Assigned task: Reproduce the data exactly as it stands.
** Opening Dataset records block **
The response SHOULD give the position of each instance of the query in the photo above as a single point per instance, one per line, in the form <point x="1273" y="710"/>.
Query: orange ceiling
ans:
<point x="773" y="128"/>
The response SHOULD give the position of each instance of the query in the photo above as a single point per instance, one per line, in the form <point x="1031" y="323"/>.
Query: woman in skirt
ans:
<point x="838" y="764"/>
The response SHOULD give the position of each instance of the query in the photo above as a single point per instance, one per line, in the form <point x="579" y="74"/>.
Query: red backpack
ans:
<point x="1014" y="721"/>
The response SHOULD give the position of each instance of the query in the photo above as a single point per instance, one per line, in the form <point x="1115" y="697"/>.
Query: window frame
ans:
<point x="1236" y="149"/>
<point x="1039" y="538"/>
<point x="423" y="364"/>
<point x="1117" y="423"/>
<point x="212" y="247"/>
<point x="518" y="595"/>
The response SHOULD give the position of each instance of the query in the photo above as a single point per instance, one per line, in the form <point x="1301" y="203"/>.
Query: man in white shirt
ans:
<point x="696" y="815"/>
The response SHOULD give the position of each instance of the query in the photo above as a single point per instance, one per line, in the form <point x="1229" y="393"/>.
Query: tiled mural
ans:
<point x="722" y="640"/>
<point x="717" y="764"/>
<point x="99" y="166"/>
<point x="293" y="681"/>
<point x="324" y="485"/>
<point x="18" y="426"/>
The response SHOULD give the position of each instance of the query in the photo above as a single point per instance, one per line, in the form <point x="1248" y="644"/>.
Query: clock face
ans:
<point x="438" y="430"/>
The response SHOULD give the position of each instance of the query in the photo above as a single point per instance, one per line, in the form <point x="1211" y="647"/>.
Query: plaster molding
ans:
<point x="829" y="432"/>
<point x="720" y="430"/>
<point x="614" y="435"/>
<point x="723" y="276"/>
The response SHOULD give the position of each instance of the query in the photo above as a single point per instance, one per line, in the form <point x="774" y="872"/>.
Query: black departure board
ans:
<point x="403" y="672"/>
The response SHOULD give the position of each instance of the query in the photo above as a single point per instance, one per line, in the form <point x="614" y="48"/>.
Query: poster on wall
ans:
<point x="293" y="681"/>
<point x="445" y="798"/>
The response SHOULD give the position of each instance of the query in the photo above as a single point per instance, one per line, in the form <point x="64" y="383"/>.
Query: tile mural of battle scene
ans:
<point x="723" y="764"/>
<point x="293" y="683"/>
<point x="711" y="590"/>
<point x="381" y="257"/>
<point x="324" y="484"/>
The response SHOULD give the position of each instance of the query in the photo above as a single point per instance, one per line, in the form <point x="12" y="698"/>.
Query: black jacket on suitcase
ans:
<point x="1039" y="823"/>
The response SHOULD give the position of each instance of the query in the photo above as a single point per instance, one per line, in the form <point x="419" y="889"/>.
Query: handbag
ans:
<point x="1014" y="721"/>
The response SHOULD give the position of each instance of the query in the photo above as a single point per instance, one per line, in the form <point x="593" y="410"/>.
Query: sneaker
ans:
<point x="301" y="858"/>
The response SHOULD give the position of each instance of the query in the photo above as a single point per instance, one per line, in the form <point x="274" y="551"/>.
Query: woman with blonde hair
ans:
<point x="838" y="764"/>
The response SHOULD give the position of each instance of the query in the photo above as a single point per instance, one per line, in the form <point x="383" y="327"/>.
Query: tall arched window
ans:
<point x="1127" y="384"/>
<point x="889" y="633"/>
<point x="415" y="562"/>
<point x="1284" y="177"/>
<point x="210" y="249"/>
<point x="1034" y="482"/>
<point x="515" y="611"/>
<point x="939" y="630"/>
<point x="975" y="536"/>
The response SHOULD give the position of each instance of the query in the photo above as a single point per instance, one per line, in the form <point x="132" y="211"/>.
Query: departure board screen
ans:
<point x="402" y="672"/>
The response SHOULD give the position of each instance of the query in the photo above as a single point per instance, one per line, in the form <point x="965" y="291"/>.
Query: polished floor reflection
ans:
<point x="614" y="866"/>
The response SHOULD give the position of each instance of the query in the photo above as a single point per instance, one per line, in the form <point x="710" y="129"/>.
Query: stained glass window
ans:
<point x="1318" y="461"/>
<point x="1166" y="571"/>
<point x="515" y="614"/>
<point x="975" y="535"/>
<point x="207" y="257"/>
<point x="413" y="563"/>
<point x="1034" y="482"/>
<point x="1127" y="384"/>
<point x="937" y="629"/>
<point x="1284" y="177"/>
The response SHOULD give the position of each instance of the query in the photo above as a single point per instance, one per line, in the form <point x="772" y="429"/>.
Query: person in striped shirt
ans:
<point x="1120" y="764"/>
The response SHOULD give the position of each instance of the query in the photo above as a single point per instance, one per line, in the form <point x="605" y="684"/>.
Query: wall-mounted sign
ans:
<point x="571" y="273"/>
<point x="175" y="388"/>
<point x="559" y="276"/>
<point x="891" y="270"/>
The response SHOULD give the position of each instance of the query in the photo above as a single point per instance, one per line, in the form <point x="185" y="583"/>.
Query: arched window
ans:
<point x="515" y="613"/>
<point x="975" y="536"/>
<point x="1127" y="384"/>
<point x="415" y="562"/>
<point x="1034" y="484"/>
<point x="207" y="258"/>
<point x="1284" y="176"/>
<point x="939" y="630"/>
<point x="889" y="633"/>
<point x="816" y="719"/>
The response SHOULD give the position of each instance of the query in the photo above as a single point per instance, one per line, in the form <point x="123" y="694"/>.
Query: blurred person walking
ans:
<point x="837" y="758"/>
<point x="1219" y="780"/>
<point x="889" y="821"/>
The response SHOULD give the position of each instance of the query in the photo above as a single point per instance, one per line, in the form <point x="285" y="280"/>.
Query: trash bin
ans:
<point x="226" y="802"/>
** Closing Dataset records block **
Written answer:
The response SHOULD give the position of each instance of the query in the photo above as a single point per instance, one per line, in the form <point x="1273" y="710"/>.
Query: orange ceiling
ans:
<point x="773" y="128"/>
The response SHOULD give the position of each instance of the query in the photo above as a single point per instance, one per line, in the form <point x="1031" y="323"/>.
Query: woman in skirt
ans:
<point x="838" y="764"/>
The response SHOULD give the position of each instance of the query in the photo above as a single point per instance, one per line, in the form <point x="579" y="74"/>.
Query: red backpack
ans:
<point x="1014" y="721"/>
The response SHOULD give the position of each instance of the query in the photo above as a single point per instance, one per line, in the form <point x="1115" y="697"/>.
Query: window frame
ans:
<point x="1236" y="149"/>
<point x="1039" y="538"/>
<point x="423" y="364"/>
<point x="1117" y="423"/>
<point x="212" y="247"/>
<point x="518" y="595"/>
The response SHOULD give the position of each instance of the query in the photo above as a single point per instance, one per line, in the form <point x="1301" y="203"/>.
Query: man in white shirt
ans:
<point x="696" y="815"/>
The response SHOULD give the position of each instance of the query in the photo above as a single point per instance, one per line, in the form <point x="1229" y="393"/>.
Query: tiled mural
ans:
<point x="722" y="640"/>
<point x="717" y="764"/>
<point x="99" y="166"/>
<point x="293" y="681"/>
<point x="324" y="485"/>
<point x="18" y="426"/>
The response SHOULD give the position of each instance of the query in the photo above as a single point per instance, one per line, in the form <point x="1248" y="644"/>.
Query: clock face
ans:
<point x="438" y="430"/>
The response SHOULD give the position of each instance of the query in the photo above as a single point per instance, one per line, in the form <point x="1211" y="647"/>.
Query: plaster molding
ans:
<point x="829" y="432"/>
<point x="720" y="430"/>
<point x="614" y="435"/>
<point x="723" y="276"/>
The response SHOULD give the position of each instance of the query in the photo above as a single point per instance, one per line, in the form <point x="774" y="872"/>.
Query: black departure board
ans:
<point x="403" y="672"/>
The response SHOULD give the position of each instance of the query in the photo above as a single point per instance, one per line, in the form <point x="614" y="48"/>.
Query: poster on wall
ans:
<point x="293" y="681"/>
<point x="445" y="798"/>
The response SHOULD give the position of each instance of the query in the photo above as a single point per instance, one per line, in the form <point x="64" y="383"/>.
Query: tile mural of battle scene
ans:
<point x="723" y="764"/>
<point x="293" y="683"/>
<point x="711" y="590"/>
<point x="381" y="257"/>
<point x="324" y="484"/>
The response SHOULD give the position of each instance of the query in the photo above as a single point per instance, one per line, in the form <point x="12" y="698"/>.
Query: black jacket on suitcase
ans:
<point x="1039" y="823"/>
The response SHOULD give the position of each instance of the query in the photo above as a single point per instance, one per line, in the form <point x="419" y="889"/>.
Query: handbag
ans:
<point x="1014" y="721"/>
The response SHOULD give the position of each instance of the query in the photo above as a single point per instance, one per line, in the form <point x="593" y="410"/>.
Query: sneaker
ans:
<point x="301" y="858"/>
The response SHOULD give the position of each instance of the query in the photo above as a single point per instance, one per line, in the form <point x="274" y="551"/>.
Query: woman with blonde hair
ans:
<point x="838" y="764"/>
The response SHOULD give the position of each instance of the query in the photo above as a single point per instance, one per line, in the form <point x="383" y="327"/>.
Query: tall arched window
ans:
<point x="1127" y="384"/>
<point x="889" y="633"/>
<point x="415" y="562"/>
<point x="1284" y="177"/>
<point x="210" y="249"/>
<point x="1034" y="482"/>
<point x="515" y="611"/>
<point x="939" y="630"/>
<point x="975" y="536"/>
The response SHOULD give the position of each instance of the query in the photo above as a single point per instance, one per line, in the form <point x="132" y="211"/>.
Query: departure board screen
ans:
<point x="402" y="672"/>
The response SHOULD give the position of each instance of the query in the photo above as a single point per instance, one per line, in the form <point x="965" y="291"/>.
Query: polished floor reflection
ans:
<point x="614" y="866"/>
The response SHOULD give the position of each instance of the query in the photo above as a single point per instance, one per line, in the form <point x="710" y="129"/>.
Query: stained glass window
ans:
<point x="1318" y="461"/>
<point x="1166" y="571"/>
<point x="515" y="614"/>
<point x="975" y="535"/>
<point x="207" y="257"/>
<point x="413" y="563"/>
<point x="1034" y="482"/>
<point x="1127" y="384"/>
<point x="937" y="629"/>
<point x="1284" y="177"/>
The response SHOULD give the position of each instance of the query in the photo above as a single point per instance, one per line, in the form <point x="772" y="429"/>.
Query: person in striped shirt
ans:
<point x="1120" y="764"/>
The response SHOULD give the position of each instance of the query in the photo above as a single point per instance, one per line, in the form <point x="605" y="684"/>.
Query: wall-mounted sign
ans:
<point x="571" y="273"/>
<point x="175" y="388"/>
<point x="559" y="276"/>
<point x="891" y="270"/>
The response SHOULD give the position of each instance of the query in the photo above as a single point per instance, one per line, in the form <point x="185" y="583"/>.
Query: arched window
ans:
<point x="515" y="613"/>
<point x="975" y="536"/>
<point x="1127" y="384"/>
<point x="415" y="562"/>
<point x="1034" y="484"/>
<point x="207" y="258"/>
<point x="1284" y="176"/>
<point x="939" y="630"/>
<point x="889" y="633"/>
<point x="816" y="719"/>
The response SHOULD give the position of each instance of the query in the photo above as a single point per instance, one per line, in the form <point x="123" y="694"/>.
Query: blurred person walking
ans:
<point x="837" y="758"/>
<point x="1219" y="780"/>
<point x="889" y="821"/>
The response SHOULD give the position of each instance of the query in the photo above as a single point per instance, one per line, in the form <point x="285" y="280"/>.
Query: trash bin
ans:
<point x="226" y="802"/>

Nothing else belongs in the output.